- Task requirements -
Echo the passage of the Timmins Rock Centennial Cup article from "PORTAGE LA PRAIRIE, MAN. —" down to "city at 12:30 p.m. EDT." word for word.

Blue-liner Kenyon Nyman is one of six members of the Timmins Rock who are making a return visit to the Centennial Cup, which gets underway in Portage la Prairie, Man., on Thursday. Nyman and four of his Rock teammates were part of the SIJHL-champion Red Lake Miners squad that took part in the 2022 event, while a sixth Rock player, blue-liner Kyle Trottier, was part of the NOJHL-champion Soo Thunderbirds squad that advanced to the event. THOMAS PERRY/THE DAILY PRESS jpg, TD, apsmc

The puck will drop on the Timmins Rock’s quest for a Centennial Cup championship at Stride Place when they take on the Maritime Hockey League champion Yarmouth Mariners on Friday, at 4:30p.m. EDT.


Thomas Perry
The Daily Press/Postmedia Network


PORTAGE LA PRAIRIE, MAN. — The puck will drop on the Timmins Rock’s quest for a Centennial Cup championship at Stride Place when they take on the Maritime Hockey League champion Yarmouth Mariners on Friday, at 4:30p.m. EDT.

It will be Day 2 of the 2023 Centennial Cup tournament, which kicks off on Thursday with the Superior International Junior Hockey League champion Kam River Fighting Walleye doing battle with the Saskatchewan Junior Hockey League’s Battlefords North Stars, at 12:30 p.m. EDT.

The NOJHL-champion Rock took a bus to Toronto on Monday, flew to Winnipeg Tuesday morning and then took another bus to Portage la Prairie, arriving in the tournament host city at 12:30 p.m. EDT.

“Tuesday, with the travel, it was a big rest day for us, but last night we did video,” said Rock coach and general manager Brandon Perry.

“This morning, we had breakfast and we are going to do video 3 p.m. (4 p.m. EDT) and then we will practice from 6-7 p.m. (7-8 p.m.) on the big ice.”

Stride Place had two ice pads, which will allow teams to practice on the smaller while the games are being played on the larger surface.

“Thursday, we will have a 12:45 p.m. (1:45 p.m. EDT) practice, then video and the opening ceremony.”

Friday’s clash with the Rock will be the second game of the tournament for the Mariners, who open with a contest against the Alberta Junior Hockey League champion Brooks Bandits on Thursday, at 4:30 p.m. EDT.

“We will check that one out, for sure, because it is Yarmouth and Brooks, two of our opponents this week,” Perry said.

- Stored rows -
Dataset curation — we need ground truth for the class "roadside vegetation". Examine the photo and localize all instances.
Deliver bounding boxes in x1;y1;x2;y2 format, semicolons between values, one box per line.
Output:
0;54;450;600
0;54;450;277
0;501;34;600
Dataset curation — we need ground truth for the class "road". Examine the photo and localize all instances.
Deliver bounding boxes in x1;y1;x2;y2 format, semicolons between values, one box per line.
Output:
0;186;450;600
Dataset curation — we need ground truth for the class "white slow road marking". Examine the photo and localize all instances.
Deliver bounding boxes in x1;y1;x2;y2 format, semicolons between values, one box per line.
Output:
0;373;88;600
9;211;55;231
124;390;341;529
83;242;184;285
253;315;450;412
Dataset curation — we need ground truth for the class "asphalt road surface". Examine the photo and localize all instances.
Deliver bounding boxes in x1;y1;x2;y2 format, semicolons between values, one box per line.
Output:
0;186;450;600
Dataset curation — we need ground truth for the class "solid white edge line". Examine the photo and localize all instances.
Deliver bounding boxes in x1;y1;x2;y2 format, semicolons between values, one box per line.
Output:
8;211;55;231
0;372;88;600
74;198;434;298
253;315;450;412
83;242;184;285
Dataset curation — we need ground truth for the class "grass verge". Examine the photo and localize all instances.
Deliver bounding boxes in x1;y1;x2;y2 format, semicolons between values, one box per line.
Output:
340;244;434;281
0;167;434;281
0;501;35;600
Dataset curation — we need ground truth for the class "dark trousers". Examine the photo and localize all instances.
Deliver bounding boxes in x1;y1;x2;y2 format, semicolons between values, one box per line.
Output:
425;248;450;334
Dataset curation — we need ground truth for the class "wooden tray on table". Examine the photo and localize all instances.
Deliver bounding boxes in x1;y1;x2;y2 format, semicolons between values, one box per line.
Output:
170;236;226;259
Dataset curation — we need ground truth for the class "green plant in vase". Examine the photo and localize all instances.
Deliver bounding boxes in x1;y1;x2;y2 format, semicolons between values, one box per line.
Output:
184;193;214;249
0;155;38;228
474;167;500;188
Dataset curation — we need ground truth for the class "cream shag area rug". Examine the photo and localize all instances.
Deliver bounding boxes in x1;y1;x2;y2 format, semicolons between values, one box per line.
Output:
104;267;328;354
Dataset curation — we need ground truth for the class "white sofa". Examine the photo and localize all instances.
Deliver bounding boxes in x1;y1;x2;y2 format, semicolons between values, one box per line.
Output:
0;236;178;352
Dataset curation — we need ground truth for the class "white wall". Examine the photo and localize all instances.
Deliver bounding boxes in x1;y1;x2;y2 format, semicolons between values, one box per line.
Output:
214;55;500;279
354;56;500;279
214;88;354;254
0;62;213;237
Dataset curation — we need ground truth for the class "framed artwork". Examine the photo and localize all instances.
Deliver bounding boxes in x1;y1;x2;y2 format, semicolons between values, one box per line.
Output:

- Answer to this task -
PORTAGE LA PRAIRIE, MAN. — The puck will drop on the Timmins Rock’s quest for a Centennial Cup championship at Stride Place when they take on the Maritime Hockey League champion Yarmouth Mariners on Friday, at 4:30p.m. EDT.

It will be Day 2 of the 2023 Centennial Cup tournament, which kicks off on Thursday with the Superior International Junior Hockey League champion Kam River Fighting Walleye doing battle with the Saskatchewan Junior Hockey League’s Battlefords North Stars, at 12:30 p.m. EDT.

The NOJHL-champion Rock took a bus to Toronto on Monday, flew to Winnipeg Tuesday morning and then took another bus to Portage la Prairie, arriving in the tournament host city at 12:30 p.m. EDT.